* Start *

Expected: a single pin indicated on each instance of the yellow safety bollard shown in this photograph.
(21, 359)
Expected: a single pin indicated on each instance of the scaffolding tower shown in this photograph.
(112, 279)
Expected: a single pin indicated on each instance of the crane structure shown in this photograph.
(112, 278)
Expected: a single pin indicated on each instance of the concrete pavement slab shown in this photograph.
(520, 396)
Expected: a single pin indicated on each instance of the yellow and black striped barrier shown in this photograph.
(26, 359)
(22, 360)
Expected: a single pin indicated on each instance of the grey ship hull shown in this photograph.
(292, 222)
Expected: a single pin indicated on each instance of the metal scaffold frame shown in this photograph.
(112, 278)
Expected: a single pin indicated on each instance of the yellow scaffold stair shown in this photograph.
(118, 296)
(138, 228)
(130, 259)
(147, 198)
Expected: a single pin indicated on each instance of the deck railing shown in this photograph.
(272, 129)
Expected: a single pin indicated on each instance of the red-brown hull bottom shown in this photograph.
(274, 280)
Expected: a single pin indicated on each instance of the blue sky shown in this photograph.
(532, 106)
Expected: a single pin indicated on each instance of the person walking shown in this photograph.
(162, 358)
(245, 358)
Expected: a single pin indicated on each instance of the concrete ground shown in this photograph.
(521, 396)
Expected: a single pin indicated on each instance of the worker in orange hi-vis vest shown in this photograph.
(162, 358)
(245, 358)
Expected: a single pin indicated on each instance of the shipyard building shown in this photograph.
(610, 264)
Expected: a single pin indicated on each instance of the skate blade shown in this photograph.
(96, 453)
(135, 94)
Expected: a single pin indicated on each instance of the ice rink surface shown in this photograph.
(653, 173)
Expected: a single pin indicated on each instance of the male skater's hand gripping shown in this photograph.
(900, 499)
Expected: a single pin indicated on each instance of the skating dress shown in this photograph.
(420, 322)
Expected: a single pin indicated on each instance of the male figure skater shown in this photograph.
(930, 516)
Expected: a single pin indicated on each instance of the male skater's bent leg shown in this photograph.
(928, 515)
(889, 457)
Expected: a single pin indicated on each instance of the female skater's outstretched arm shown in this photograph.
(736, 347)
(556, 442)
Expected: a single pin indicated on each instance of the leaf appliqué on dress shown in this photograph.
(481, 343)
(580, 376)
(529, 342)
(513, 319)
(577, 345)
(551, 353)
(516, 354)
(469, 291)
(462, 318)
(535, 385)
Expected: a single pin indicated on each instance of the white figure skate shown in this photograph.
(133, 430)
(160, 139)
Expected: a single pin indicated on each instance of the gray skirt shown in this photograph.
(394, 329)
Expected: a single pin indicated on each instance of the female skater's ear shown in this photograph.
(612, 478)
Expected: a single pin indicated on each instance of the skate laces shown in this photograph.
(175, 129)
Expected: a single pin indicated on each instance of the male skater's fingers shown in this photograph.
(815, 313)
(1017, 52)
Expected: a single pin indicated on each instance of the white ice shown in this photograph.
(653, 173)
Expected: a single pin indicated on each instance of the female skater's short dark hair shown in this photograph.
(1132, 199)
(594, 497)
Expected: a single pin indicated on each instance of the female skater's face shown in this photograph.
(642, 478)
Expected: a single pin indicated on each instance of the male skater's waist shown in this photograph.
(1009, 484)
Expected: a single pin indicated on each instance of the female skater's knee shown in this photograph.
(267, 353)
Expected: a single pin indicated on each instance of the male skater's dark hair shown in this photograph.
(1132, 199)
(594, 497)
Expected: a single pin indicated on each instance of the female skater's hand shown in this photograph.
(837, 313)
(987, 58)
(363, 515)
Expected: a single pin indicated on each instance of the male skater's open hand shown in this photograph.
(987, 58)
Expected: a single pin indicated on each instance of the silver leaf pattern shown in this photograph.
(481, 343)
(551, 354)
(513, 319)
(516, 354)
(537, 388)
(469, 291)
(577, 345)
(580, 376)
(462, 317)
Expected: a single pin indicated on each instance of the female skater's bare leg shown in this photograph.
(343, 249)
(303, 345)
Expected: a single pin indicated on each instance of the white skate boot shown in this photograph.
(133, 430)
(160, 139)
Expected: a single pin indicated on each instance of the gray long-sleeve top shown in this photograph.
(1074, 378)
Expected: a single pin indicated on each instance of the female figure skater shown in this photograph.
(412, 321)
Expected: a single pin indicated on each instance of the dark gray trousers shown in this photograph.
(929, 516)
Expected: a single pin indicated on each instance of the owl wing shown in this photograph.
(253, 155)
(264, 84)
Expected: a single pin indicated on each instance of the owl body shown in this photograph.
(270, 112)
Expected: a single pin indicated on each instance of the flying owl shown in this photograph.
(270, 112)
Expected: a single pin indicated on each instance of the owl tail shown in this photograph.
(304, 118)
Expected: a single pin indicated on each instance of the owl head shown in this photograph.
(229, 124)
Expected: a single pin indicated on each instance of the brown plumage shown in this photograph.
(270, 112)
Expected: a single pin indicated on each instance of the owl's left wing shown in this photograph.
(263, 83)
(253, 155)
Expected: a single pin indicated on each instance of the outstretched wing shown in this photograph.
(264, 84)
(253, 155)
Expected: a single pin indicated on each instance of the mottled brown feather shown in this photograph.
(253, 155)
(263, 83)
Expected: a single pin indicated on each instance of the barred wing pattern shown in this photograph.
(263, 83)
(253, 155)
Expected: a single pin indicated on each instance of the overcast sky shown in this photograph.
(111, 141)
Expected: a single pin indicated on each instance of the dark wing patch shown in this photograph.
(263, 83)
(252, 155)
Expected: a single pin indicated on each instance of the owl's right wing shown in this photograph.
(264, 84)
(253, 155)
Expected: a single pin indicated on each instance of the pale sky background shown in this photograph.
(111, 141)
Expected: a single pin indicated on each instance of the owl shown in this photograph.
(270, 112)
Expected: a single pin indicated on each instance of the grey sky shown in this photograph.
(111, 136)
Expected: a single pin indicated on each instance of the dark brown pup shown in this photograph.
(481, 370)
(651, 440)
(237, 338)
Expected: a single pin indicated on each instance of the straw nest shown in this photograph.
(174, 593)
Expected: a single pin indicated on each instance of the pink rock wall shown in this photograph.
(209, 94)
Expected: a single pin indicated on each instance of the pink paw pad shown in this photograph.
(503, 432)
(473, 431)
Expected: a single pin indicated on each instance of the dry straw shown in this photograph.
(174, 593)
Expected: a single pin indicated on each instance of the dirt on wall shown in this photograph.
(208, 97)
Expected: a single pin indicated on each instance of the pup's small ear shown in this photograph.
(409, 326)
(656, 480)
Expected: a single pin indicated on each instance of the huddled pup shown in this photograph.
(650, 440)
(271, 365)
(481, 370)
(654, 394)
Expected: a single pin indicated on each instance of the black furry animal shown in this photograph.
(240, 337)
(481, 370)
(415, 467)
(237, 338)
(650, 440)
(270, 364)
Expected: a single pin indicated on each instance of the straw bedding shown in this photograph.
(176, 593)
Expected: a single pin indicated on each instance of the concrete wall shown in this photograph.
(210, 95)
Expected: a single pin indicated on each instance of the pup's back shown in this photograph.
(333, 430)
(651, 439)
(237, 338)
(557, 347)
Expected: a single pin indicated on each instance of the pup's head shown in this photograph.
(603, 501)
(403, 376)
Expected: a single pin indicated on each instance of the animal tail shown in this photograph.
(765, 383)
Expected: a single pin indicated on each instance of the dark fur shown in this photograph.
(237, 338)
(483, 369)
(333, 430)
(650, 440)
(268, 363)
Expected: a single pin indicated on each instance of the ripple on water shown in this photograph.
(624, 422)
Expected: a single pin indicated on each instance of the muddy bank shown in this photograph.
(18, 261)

* End *

* _Problem to solve_:
Restate the records, all of them, precisely as written.

* _Solution_:
Expected: a single pin indicated on each instance of the yellow safety bollard shown in this photograph.
(21, 359)
Expected: a single pin indicated on each instance of the scaffolding tower shown in this photograph.
(112, 279)
Expected: a single pin indicated on each instance of the crane structure shown in this photograph.
(112, 278)
Expected: a single pin indicated on each instance of the concrete pavement slab shown in this photograph.
(520, 396)
Expected: a single pin indicated on each instance of the yellow and black striped barrier shown in this photograph.
(26, 359)
(22, 360)
Expected: a single pin indicated on each instance of the grey ship hull shown in this photograph.
(292, 222)
Expected: a single pin indicated on each instance of the metal scaffold frame shown in this photograph.
(112, 278)
Expected: a single pin indicated on each instance of the yellow scaffold stair shown in this photograph.
(118, 296)
(138, 228)
(130, 259)
(147, 198)
Expected: a single pin indicated on each instance of the deck railing shown in this photograph.
(272, 129)
Expected: a single pin indicated on each instance of the red-brown hull bottom shown in this photograph.
(274, 280)
Expected: a single pin indicated on each instance of the blue sky shown in this photograph.
(532, 106)
Expected: a single pin indicated on each instance of the person walking shown in this photograph.
(162, 358)
(245, 358)
Expected: a single pin indicated on each instance of the concrete ground shown in this photograph.
(521, 396)
Expected: a single pin indicated on each instance of the worker in orange hi-vis vest shown in this photograph.
(162, 358)
(245, 358)
Expected: a single pin indicated on each instance of the shipyard building shown in this photograph.
(610, 264)
Expected: a single pin indicated on each instance of the skate blade shown in this photograph.
(96, 453)
(135, 94)
Expected: a single pin indicated on each instance of the ice rink surface shown in this photograph.
(653, 173)
Expected: a single pin indicated on each instance of the male skater's hand gripping shown in this photograph.
(900, 499)
Expected: a single pin indicated on each instance of the skating dress shown in this photograph.
(420, 322)
Expected: a single pin indicated on each instance of the male figure skater shown in this photograph.
(930, 516)
Expected: a single pin indicated on each instance of the male skater's bent leg shown in this photograph.
(928, 515)
(889, 457)
Expected: a single pin indicated on each instance of the female skater's outstretched arm shown in this photograph.
(736, 347)
(556, 442)
Expected: a single pin indicated on each instance of the leaf appliqué on dress shown in this photograph.
(481, 343)
(580, 376)
(529, 342)
(513, 319)
(577, 345)
(551, 353)
(516, 354)
(469, 291)
(462, 318)
(535, 385)
Expected: a single pin indicated on each instance of the white figure skate shown in this photograph.
(133, 430)
(160, 139)
Expected: a single pin indicated on each instance of the gray skirt shown in this photograph.
(394, 329)
Expected: a single pin indicated on each instance of the female skater's ear shown in this photograph.
(612, 478)
Expected: a single pin indicated on each instance of the skate laces shown in this photograph.
(175, 129)
Expected: a single pin indicated on each instance of the male skater's fingers shown in this photograph.
(815, 313)
(1017, 52)
Expected: a single pin indicated on each instance of the white ice shown in this photograph.
(653, 173)
Expected: a single pin indicated on each instance of the female skater's short dark hair shown in this photograph.
(1132, 199)
(594, 497)
Expected: a single pin indicated on each instance of the female skater's face shown in this photograph.
(642, 478)
Expected: a single pin indicated on each instance of the male skater's waist shown in this photograph.
(1009, 484)
Expected: a single pin indicated on each instance of the female skater's knee shown in this photograph.
(267, 353)
Expected: a single pin indicated on each instance of the male skater's dark hair shown in this photograph.
(1132, 199)
(594, 497)
Expected: a single pin indicated on each instance of the female skater's hand shown in this photograph.
(837, 313)
(987, 58)
(363, 515)
Expected: a single pin indicated on each instance of the male skater's open hand shown in this photograph.
(987, 58)
Expected: a single pin indicated on each instance of the silver leaf pattern shown in this photograph.
(481, 343)
(551, 354)
(513, 319)
(516, 354)
(537, 388)
(469, 291)
(577, 345)
(580, 376)
(462, 317)
Expected: a single pin indicated on each instance of the female skater's bare leg shown in this photograph.
(343, 249)
(303, 345)
Expected: a single pin indicated on each instance of the white skate boot shown in this photograph.
(133, 430)
(160, 139)
Expected: a single pin indicated on each instance of the gray long-sleeve top shown in this photograph.
(1074, 378)
Expected: a single pin indicated on each instance of the female figure skater shown in this photograph.
(412, 321)
Expected: a single pin indicated on each instance of the dark gray trousers shown in this photograph.
(929, 516)
Expected: a single pin indicated on each instance of the owl wing shown in this photograph.
(253, 155)
(264, 84)
Expected: a single pin indicated on each instance of the owl body shown in this photograph.
(270, 112)
Expected: a single pin indicated on each instance of the flying owl shown in this photograph.
(270, 112)
Expected: a single pin indicated on each instance of the owl tail shown in this photograph.
(304, 118)
Expected: a single pin indicated on each instance of the owl head shown in this photograph.
(229, 124)
Expected: a single pin indicated on each instance of the brown plumage shown in this photograph.
(270, 112)
Expected: a single pin indicated on each instance of the owl's left wing shown in this photograph.
(263, 83)
(253, 155)
Expected: a single pin indicated on each instance of the outstretched wing shown in this photograph.
(264, 84)
(253, 155)
Expected: a single pin indicated on each instance of the mottled brown feather shown in this photograph.
(253, 155)
(263, 83)
Expected: a single pin indicated on each instance of the barred wing pattern shown in this photograph.
(263, 83)
(253, 155)
Expected: a single pin indicated on each instance of the overcast sky shown in this photograph.
(111, 141)
Expected: a single pin indicated on each instance of the dark wing patch shown in this photograph.
(263, 83)
(252, 155)
Expected: a single pin indicated on each instance of the owl's right wing shown in this photograph.
(264, 84)
(253, 155)
Expected: a single pin indicated on each instance of the pale sky background shown in this photograph.
(111, 141)
Expected: a single pin indicated on each instance of the owl shown in this photograph.
(270, 112)
Expected: a single pin indicated on each instance of the grey sky shown in this photograph.
(111, 136)
Expected: a single pin indicated on each instance of the dark brown pup shown in this photograph.
(481, 370)
(651, 440)
(237, 338)
Expected: a single pin indicated on each instance of the straw nest shown in this photograph.
(174, 593)
Expected: a single pin indicated on each instance of the pink rock wall shown in this photograph.
(209, 94)
Expected: a single pin indicated on each instance of the pink paw pad shown in this photograph.
(503, 432)
(473, 431)
Expected: a single pin indicated on each instance of the dry straw shown in this photograph.
(174, 593)
Expected: a single pin indicated on each instance of the dirt on wall shown in this photograph.
(208, 97)
Expected: a single pin indicated on each instance of the pup's small ear shown in this photograph.
(409, 326)
(656, 480)
Expected: a single pin indicated on each instance of the huddled pup shown in this photograph.
(650, 440)
(271, 365)
(481, 370)
(654, 394)
Expected: a single pin indicated on each instance of the black furry animal shown in this photograph.
(240, 337)
(481, 370)
(415, 467)
(237, 338)
(650, 440)
(270, 364)
Expected: a single pin indicated on each instance of the straw bedding shown in this photograph.
(176, 593)
Expected: a single pin indicated on each instance of the concrete wall shown in this photograph.
(210, 95)
Expected: a single pin indicated on each instance of the pup's back shown in this photograph.
(333, 430)
(651, 439)
(237, 338)
(557, 347)
Expected: a single pin indicated on each instance of the pup's head shown in this photograph.
(603, 501)
(403, 376)
Expected: a single pin indicated on each instance of the animal tail shown in this photograph.
(765, 383)
Expected: a single pin indicated on each instance of the dark fur shown in this photograph.
(237, 338)
(483, 369)
(333, 430)
(650, 440)
(268, 363)
Expected: a single pin indicated on each instance of the ripple on water shown in this photograph.
(624, 422)
Expected: a single pin indicated on each instance of the muddy bank shown in this photograph.
(18, 261)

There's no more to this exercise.